§ **WRITTEN INSTRUCTION**: Retype all of the records below verbatim, omitting the pictures.

§ **DATASET**:
········

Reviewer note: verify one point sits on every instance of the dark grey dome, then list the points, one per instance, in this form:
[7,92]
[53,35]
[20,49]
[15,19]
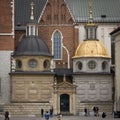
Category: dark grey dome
[32,45]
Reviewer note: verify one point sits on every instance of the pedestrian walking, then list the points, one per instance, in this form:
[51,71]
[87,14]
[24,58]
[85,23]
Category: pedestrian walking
[6,115]
[42,112]
[47,115]
[51,112]
[85,110]
[104,115]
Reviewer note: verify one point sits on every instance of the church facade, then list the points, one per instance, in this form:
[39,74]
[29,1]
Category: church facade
[59,56]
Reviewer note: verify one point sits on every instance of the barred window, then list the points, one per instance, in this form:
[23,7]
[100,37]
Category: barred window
[57,45]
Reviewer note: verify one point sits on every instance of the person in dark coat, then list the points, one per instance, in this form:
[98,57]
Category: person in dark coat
[104,115]
[42,112]
[47,115]
[6,115]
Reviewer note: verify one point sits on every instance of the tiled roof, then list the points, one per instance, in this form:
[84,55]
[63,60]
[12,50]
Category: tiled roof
[103,10]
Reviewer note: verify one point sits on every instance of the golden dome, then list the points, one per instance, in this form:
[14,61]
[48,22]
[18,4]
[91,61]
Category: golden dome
[91,48]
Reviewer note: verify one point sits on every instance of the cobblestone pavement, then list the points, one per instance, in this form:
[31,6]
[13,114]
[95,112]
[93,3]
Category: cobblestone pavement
[109,117]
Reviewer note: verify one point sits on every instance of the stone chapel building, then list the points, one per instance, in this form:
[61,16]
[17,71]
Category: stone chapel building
[56,53]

········

§ **SOLUTION**:
Reviewer note: verify one point sits on every instance of the dark grey dome, then list the points, one per instance, in this form:
[7,92]
[53,35]
[20,49]
[15,19]
Category: dark grey dome
[32,45]
Reviewer note: verify one point sits on every instance of the pedestrian walking, then list the points, one per instance, in this form:
[51,71]
[87,14]
[24,58]
[85,23]
Category: pedestrian walking
[6,115]
[42,112]
[47,115]
[51,112]
[85,110]
[104,115]
Reviewer note: verify one point sits on every instance of the church facade, then list the points, one per instance, in this form:
[39,74]
[29,1]
Category: church facade
[59,56]
Reviewer note: verify one point sits on every instance of the barred window, then list the points, one per instance, in this form:
[23,7]
[100,37]
Category: barred window
[57,45]
Reviewer note: verify one point sits on every instance of the person in dark coat, then list the points, one per instance, in this form:
[98,57]
Category: person in dark coat
[104,115]
[42,112]
[47,115]
[6,115]
Reviewer note: verify one point sits on every instance of the tiled roof, then list the points, one per instance, in this form:
[84,55]
[63,60]
[12,50]
Category: tiled roof
[103,10]
Reviewer note: verify one point sits on every instance of the golden dome, then list the points, one per instance, in this form:
[14,61]
[48,22]
[18,4]
[91,61]
Category: golden dome
[91,48]
Reviewer note: verify one point sits on every instance of the cobblestone pavement, then list the points, one per instance, in this form:
[31,6]
[13,114]
[95,112]
[93,3]
Category: cobblestone pavement
[109,117]
Reviewer note: verify one point sits on every instance of the stone chapel building, then list the points, one per instance, in this form:
[61,16]
[17,71]
Category: stone chapel building
[56,53]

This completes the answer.